**Source excerpt:**
===============

# Band placement for OTT



## Sandstorm (Apr 5, 2021)

If using a smaller taper than the width of your fork tips, where’s the best location for your bands where they meet the frame? Touching the outside edge, centered, or meeting the inside edge closest to the fork gap, and why? The why part just being to help me wrap my head around the logistics. Thanks.


----------



## Northerner (Nov 9, 2010)

I center the bands on the fork tips because it looks best and seems to work fine. I've never considered putting them close to either side of the tips.


----------



## AKA Forgotten (Jan 26, 2019)

I tend to put them on the outside edge of the forks to use the full frame width. But now you've raised the question I can't give a valid reason as I shoot so many frames, it probably doesn't make a difference to my shooting ????


----------



## KawKan (May 11, 2013)

Why.

For my money, it's all about the sight picture.

I like to adjust the length and width of my bands so the point of ammo impact is close to the point of aim using either the top of the band in OTT configuration, or the corner of the upper fork. And if I can finesse the position of the band on the fork tip so aiming with the top of the band hits at 10 meters, and aiming with the corner of the fork hits at 20 meters, I couldn't be happier.

I can't always get that to work, but it is pretty easy to undo a wrap and tuck, move the latex up or down, and retie.


----------



## Sandstorm (Apr 5, 2021)

Good deal. Thanks for the insights, everyone.


----------



## Harry Knuckles (Sep 28, 2020)

Set them to the outside because wider is faster.


----------



## Harry Knuckles (Sep 28, 2020)

This one is a bit more controlled caparison.


----------



## skarrd (Jul 20, 2011)

i usually try and center my bands,especially the tubes,but most of my fork tip widths are right at 3/4 inches and so are most of my band setups


----------



## AKA Forgotten (Jan 26, 2019)

My logic for wider forks being faster is that to get the same draw the bands are stretched further. Could be wrong of course lol


----------



## Harry Knuckles (Sep 28, 2020)

===============

**Dataset entries:**
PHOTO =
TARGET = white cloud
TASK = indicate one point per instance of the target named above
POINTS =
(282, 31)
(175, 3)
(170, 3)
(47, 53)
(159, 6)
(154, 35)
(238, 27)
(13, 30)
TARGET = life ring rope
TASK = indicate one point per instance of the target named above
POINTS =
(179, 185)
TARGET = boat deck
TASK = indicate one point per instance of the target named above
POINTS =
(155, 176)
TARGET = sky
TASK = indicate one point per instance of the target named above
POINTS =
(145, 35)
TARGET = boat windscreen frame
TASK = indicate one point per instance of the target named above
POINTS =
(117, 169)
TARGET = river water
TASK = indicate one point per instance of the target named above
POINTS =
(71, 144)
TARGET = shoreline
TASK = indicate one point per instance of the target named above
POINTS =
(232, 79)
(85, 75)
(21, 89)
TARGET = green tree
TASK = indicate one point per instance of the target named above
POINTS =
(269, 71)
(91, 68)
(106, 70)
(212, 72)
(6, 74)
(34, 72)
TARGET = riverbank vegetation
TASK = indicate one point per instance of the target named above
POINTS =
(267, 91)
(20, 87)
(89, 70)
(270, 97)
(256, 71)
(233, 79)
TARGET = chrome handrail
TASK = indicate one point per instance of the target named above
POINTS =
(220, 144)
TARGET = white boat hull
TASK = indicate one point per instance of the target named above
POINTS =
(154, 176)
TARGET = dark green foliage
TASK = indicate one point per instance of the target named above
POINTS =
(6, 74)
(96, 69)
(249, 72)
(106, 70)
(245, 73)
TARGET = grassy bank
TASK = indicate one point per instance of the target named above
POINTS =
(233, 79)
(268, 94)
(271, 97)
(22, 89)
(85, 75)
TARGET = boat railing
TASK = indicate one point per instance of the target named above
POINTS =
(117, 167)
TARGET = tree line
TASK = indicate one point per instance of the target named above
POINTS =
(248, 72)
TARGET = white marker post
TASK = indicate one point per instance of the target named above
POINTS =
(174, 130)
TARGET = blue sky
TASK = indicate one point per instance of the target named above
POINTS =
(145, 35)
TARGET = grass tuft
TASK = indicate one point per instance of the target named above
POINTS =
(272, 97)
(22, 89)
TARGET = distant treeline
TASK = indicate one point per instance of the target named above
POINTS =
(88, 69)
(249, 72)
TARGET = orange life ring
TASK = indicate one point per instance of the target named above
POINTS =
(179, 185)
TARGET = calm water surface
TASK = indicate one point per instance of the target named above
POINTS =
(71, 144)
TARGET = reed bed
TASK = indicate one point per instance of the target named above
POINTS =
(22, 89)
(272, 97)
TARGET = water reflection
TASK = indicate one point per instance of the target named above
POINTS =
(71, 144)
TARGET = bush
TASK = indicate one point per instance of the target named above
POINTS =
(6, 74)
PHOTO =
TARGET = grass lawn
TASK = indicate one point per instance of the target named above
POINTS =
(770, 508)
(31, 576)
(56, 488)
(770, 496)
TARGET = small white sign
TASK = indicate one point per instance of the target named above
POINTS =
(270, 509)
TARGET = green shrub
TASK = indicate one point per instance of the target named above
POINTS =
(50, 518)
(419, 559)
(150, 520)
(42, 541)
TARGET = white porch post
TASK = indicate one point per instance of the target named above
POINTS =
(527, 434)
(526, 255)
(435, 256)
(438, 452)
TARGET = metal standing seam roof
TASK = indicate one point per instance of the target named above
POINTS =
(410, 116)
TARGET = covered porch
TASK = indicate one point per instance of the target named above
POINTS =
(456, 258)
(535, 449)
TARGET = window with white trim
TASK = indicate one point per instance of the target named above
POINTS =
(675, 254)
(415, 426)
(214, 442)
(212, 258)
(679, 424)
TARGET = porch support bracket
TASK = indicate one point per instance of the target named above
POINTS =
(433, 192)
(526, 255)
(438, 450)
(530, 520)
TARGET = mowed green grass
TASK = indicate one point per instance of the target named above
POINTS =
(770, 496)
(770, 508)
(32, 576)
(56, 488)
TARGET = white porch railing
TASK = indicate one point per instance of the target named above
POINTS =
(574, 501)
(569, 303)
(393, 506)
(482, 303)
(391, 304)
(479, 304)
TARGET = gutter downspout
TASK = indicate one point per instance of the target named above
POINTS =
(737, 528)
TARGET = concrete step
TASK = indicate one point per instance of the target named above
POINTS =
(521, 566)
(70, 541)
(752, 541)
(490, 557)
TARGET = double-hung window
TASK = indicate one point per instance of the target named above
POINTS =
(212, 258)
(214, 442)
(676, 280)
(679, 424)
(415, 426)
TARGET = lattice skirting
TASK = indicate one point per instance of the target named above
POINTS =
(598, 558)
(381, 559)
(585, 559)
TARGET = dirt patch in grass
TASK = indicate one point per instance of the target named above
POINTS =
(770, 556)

===============

**Tasks to complete:**
1/ Answer these from the band placement thread:
(a) Why does Northerner center the bands on the fork tips?
(b) In KawKan's ideal setup, at what distance does aiming with the corner of the fork hit?
(c) What width does skarrd give for most of their fork tips?
2/ Please carry on the band placement thread from its final post header.

**Responses by task:**
1/
(a) Because it looks best and seems to work fine.
(b) 20 meters.
(c) Right at 3/4 inches.

2/
AKA Forgotten said:


> My logic for wider forks being faster is that to get the same draw the bands are stretched further. Could be wrong of course lol


It would be an interesting idea to test. If you apply the Pythagorean theorem to a 40mm and 80mm wide fork you get about 5mm dif stretch. So a true comparison would be to cut the 40mm fork's latex 5mm shorter and see if there is still a speed difference.


----------



## AKA Forgotten (Jan 26, 2019)

Harry Knuckles said:


> AKA Forgotten said:
> 
> 
> > My logic for wider forks being faster is that to get the same draw the bands are stretched further. Could be wrong of course lol
> ...


I do tend to finger in the wind adjust my band length in relation to changing fork width. Weathers getting better to get the chrony out for a proper test though


----------



## High Desert Flipper (Aug 29, 2020)

Harry Knuckles said:


> AKA Forgotten said:
> 
> 
> > My logic for wider forks being faster is that to get the same draw the bands are stretched further. Could be wrong of course lol
> ...


That sounds like an awesome test- asking it it is relative stretch or angle!


----------



## High Desert Flipper (Aug 29, 2020)

KawKan said:


> Why.
> 
> For my money, it's all about the sight picture.
> 
> ...


That sounds like an awesome system with very precise aiming points to account for the different ranges!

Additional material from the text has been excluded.